ACTION ITEM
Within the records below, find each line that holds the string "sideline", then copy it.

--- DATA FOR THIS EXERCISE Enclosed Below ---

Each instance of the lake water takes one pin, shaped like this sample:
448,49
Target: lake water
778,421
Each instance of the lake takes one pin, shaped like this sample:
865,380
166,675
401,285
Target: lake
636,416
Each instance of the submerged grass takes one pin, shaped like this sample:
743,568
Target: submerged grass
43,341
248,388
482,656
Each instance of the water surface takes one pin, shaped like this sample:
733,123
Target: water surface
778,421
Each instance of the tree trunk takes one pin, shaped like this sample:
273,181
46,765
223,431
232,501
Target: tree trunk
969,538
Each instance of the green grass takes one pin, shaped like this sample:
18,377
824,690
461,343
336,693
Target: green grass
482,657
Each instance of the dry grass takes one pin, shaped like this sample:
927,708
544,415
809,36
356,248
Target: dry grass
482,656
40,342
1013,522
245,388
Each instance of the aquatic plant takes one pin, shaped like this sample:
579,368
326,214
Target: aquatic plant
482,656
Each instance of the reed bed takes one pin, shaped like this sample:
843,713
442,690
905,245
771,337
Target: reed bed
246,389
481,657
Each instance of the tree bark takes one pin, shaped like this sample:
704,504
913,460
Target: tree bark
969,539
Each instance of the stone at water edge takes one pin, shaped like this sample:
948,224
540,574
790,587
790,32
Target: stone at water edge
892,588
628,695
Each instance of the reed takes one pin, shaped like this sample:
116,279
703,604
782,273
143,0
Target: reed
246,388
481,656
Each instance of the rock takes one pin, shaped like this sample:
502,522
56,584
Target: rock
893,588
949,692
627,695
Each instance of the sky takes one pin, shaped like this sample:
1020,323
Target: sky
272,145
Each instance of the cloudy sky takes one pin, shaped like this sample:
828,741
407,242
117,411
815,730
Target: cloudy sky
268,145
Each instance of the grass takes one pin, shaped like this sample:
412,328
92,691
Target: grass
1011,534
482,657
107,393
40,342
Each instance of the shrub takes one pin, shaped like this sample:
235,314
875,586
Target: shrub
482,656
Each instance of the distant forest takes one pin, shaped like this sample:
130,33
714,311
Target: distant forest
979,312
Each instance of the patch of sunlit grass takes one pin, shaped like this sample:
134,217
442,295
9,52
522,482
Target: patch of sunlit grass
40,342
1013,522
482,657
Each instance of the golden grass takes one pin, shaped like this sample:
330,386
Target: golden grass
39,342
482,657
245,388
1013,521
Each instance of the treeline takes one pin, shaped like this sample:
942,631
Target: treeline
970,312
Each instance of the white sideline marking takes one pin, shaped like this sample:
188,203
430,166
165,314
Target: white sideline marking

--- End of Enclosed DATA FOR THIS EXERCISE ---

EXERCISE OUTPUT
Each instance of the white sideline marking takes one pin, shaped like this sample:
Target: white sideline marking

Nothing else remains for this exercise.